> EXTRAIT DE SOURCE
···
Dossier : IMM-5232-11

Référence : 2012 CF 605

[TRADUCTION FRANÇAISE CERTIFIÉE, NON RÉVISÉE]

Ottawa (Ontario), le 18 mai 2012

En présence de monsieur le juge Near

 

 

ENTRE :

 

PABLO ORLANDO PION TARAZONA SILVANA SOFIA TAVERA BARRANZA GABRIELA SOFIA PION TAVERA

 

 

 

demandeurs

 

et

 

 

 

LE MINISTRE DE LA CITOYENNETÉ ET DE L’IMMIGRATION

 

 

 

défendeur

 

 

 

 

 

MOTIFS DU JUGEMENT ET JUGEMENT

 

[1]               Il s’agit d’une demande de contrôle judiciaire d’une décision de la Section de la protection des réfugiés de la Commission de l’immigration et du statut de réfugié (la Commission), en date du 15 juillet 2011. La Commission a décidé que les demandeurs ne sont ni des réfugiés au sens de la Convention, ni des personnes à protéger aux termes des articles 96 et 97 de la Loi sur l’immigration et la protection des réfugiés, LC 2001, c 27.

 

[2]               Pour les motifs exposés ci-dessous, la demande est rejetée.

 

I.          Les faits

 

[3]               Pablo Orlando Pion Tarazona (le demandeur principal) et son épouse, Silvana Sofia Tavera Barranza et leur fille, Gabriela Sofia Pion Tavera (les demandeurs) sont de citoyenneté colombienne. Ils invoquent, à l’appui de leur demande d’asile au Canada, leur crainte des Autodéfenses unies de Colombie (AUC).

 

[4]               Le demandeur principal était gestionnaire immobilier d’un immeuble d’habitation en copropriété comprenant plusieurs appartements appartenant aux AUC. En mars 2009, ayant constaté que plusieurs automobiles étaient garées irrégulièrement sur la propriété, il appela la police. Un des résidents de l’immeuble, membre des AUC, subtilisa des renseignements qui étaient en la possession de l’assemblée des copropriétaires. Là encore, le demandeur principal déclara l’incident à la police et, le 6 mars 2009, déposa une plainte au pénal.

 

[5]               Le demandeur principal commença à recevoir, de membres des AUC, des coups de téléphone menaçants exigeant qu’il démissionne et qu’il leur verse 100 millions de pesos. Bien qu’il leur ait versé 10 millions de pesos, et déposé la somme à l’endroit indiqué, il se vit ordonner de quitter le pays s’il souhaitait qu’il n’arrive rien à sa famille. Le 1er avril 2009, le demandeur est parti pour les États-Unis, arrivant au Canada le 8 septembre 2009.

 

II.        La décision en cause

 

[6]               La Commission estime que le demandeur principal n’a pas réfuté la présomption voulant qu’il ait pu se prévaloir, en Colombie, de la protection de l’État. Il semblerait, selon la situation prévalant dans le pays, que l’État est en mesure d’assurer aux victimes de la criminalité, une protection, imparfaite certes, mais suffisante, les autorités faisant de sérieux efforts pour régler les problèmes que la criminalité pose dans ce pays. Étant donné que le demandeur principal a décidé d’appeler la police suite aux premiers incidents qui l’ont opposé à un membre des AUC, et qu’à chaque fois la police a répondu à son appel, la Commission ne voit pas pourquoi il n’a pas agi de même en réponse aux menaces ultérieures.
···
> CONSIGNES DE TRAVAIL
Répondez à ces questions d'après l'extrait du jugement :
(a) De quelle date est la décision de la Commission visée par la demande de contrôle judiciaire ?
(b) Quelle somme le demandeur principal a-t-il effectivement versée aux membres des AUC ?
(c) À quelle date le demandeur principal est-il arrivé au Canada ?

> INFORMATIONS EXTRAITES
···
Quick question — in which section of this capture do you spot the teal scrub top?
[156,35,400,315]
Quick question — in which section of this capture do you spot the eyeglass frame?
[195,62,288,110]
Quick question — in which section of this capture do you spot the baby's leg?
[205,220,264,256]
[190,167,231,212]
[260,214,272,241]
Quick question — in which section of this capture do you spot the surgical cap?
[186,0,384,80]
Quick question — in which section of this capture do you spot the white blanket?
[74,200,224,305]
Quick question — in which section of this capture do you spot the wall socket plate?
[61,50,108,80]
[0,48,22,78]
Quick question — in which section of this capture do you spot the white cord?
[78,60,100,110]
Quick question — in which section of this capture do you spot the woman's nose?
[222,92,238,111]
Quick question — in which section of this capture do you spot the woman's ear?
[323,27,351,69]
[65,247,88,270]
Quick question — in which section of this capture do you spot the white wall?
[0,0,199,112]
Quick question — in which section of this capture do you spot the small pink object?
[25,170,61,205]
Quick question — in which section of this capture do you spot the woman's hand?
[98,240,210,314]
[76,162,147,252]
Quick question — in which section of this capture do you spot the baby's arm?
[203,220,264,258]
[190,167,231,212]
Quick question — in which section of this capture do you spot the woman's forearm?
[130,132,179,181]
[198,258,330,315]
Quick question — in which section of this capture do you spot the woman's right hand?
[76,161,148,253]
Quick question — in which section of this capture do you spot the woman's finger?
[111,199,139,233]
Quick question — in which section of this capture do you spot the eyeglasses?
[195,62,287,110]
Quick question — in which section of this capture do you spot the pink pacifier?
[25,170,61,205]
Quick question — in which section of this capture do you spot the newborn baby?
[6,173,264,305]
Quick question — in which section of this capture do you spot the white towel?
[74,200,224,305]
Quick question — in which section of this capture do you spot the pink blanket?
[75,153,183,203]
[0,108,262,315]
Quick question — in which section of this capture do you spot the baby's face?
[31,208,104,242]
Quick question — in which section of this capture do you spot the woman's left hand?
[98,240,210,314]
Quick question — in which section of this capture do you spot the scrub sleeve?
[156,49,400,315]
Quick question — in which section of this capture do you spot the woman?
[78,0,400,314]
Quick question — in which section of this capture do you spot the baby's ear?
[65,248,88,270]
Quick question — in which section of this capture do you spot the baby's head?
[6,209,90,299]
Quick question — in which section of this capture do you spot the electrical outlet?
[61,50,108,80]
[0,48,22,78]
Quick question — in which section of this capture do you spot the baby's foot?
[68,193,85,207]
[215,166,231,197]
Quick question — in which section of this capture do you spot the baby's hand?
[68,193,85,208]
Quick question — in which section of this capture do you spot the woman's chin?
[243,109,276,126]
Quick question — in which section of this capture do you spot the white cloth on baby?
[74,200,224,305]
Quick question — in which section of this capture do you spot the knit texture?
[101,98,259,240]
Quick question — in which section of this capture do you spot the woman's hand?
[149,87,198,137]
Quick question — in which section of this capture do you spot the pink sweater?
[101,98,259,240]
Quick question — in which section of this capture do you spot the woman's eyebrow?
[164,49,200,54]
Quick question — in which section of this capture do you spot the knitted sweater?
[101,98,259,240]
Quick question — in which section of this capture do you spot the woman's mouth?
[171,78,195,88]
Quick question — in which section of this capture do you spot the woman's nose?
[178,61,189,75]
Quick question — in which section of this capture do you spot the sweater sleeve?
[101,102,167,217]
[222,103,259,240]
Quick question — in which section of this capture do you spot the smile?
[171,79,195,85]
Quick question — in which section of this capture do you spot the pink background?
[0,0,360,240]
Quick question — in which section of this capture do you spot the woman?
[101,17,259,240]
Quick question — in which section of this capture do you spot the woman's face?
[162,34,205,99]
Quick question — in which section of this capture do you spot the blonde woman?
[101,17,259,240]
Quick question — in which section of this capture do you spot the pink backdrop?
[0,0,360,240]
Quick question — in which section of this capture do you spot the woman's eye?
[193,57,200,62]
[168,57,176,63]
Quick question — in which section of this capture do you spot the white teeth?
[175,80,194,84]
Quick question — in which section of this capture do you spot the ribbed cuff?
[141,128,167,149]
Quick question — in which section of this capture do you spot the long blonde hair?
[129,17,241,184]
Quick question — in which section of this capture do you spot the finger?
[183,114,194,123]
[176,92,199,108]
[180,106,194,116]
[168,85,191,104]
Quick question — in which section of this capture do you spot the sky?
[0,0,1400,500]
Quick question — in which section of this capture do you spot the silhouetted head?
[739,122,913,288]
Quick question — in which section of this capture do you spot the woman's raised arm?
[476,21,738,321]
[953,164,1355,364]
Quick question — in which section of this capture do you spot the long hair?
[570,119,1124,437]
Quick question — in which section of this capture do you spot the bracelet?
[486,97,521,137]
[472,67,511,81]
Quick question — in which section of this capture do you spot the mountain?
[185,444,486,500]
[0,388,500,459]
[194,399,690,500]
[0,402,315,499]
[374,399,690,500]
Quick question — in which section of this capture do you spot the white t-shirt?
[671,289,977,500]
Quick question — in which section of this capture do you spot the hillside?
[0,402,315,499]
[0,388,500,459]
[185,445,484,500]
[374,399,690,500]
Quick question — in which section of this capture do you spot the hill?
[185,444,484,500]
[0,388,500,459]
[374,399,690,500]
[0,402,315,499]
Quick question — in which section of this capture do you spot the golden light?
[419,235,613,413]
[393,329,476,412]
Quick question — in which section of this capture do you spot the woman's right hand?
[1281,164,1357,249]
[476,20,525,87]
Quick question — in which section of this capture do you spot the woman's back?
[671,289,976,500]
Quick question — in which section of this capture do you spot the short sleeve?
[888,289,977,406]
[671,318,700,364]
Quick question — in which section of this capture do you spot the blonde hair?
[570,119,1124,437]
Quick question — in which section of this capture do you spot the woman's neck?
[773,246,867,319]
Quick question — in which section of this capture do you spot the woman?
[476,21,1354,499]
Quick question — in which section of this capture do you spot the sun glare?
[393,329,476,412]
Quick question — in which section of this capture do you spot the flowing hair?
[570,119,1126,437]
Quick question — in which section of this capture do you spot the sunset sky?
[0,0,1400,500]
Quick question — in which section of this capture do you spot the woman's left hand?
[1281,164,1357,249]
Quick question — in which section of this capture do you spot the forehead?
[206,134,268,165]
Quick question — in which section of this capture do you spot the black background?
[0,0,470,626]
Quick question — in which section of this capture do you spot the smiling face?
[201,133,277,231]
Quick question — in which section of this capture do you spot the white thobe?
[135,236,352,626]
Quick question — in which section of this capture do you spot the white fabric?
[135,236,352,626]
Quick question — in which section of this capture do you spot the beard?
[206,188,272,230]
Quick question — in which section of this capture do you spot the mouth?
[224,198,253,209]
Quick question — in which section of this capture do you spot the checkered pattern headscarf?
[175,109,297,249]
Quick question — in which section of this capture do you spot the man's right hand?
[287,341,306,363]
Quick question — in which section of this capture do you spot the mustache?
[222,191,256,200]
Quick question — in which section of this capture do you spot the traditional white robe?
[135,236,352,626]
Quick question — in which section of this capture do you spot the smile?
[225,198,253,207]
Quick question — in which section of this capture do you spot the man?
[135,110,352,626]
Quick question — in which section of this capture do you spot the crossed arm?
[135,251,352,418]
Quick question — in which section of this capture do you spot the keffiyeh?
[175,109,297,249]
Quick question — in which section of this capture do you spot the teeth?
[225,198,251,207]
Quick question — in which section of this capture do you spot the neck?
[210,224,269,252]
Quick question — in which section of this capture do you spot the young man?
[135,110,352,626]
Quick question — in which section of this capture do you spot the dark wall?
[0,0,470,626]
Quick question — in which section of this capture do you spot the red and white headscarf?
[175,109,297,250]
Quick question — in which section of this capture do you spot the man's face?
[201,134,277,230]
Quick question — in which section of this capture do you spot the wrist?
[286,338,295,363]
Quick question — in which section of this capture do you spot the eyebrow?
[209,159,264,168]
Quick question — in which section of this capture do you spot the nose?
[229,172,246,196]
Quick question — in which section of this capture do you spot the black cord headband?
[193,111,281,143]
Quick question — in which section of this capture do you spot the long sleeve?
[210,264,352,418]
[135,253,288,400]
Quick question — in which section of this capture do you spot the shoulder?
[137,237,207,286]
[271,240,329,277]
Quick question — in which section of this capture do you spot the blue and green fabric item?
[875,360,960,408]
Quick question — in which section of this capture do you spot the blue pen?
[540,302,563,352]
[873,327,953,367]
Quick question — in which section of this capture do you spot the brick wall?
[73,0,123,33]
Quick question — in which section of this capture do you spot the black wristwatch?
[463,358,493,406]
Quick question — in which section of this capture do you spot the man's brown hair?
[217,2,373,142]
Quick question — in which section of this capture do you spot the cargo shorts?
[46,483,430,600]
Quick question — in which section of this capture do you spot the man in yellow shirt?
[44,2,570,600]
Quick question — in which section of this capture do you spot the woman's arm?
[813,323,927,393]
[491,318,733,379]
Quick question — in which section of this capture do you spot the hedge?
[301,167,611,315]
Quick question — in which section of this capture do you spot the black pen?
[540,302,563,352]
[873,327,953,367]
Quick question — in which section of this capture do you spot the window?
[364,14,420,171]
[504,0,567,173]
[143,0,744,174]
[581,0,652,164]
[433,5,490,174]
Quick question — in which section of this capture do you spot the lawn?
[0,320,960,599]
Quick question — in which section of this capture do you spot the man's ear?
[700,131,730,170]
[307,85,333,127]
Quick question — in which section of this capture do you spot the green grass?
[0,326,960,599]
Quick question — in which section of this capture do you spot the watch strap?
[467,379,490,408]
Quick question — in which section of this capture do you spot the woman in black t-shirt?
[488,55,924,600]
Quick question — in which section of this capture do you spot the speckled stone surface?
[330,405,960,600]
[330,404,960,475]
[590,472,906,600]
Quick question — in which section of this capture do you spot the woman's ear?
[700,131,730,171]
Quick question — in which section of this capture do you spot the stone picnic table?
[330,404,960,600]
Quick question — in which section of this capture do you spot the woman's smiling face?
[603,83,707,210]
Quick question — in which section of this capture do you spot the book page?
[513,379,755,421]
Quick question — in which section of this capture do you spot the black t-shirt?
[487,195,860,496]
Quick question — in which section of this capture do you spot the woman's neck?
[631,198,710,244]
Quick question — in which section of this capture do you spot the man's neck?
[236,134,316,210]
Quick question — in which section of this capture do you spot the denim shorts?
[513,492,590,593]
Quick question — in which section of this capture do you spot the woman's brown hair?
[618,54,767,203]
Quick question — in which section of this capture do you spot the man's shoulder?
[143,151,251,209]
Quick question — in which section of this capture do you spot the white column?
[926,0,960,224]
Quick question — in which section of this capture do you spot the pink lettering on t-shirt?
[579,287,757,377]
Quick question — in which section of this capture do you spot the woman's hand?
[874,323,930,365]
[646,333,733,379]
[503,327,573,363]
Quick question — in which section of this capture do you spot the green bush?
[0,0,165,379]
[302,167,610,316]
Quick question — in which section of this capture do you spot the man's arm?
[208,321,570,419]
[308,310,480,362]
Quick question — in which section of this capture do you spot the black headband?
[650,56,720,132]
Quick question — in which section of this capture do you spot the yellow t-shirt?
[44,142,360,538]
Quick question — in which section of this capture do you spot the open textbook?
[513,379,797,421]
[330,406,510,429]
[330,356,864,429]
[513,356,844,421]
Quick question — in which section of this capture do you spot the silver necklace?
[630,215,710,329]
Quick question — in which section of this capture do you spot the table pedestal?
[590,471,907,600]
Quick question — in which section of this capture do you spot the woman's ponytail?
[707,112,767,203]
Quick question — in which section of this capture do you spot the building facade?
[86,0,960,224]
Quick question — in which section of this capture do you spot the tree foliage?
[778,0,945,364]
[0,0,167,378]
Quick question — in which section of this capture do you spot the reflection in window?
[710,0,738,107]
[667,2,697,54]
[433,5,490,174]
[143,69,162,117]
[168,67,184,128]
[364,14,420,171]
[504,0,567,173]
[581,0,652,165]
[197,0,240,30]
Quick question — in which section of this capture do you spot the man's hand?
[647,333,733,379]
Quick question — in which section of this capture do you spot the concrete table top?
···
> SOLUTION RÉDIGÉE
(a) Elle date du 15 juillet 2011.
(b) Il leur a versé 10 millions de pesos.
(c) Il est arrivé au Canada le 8 septembre 2009.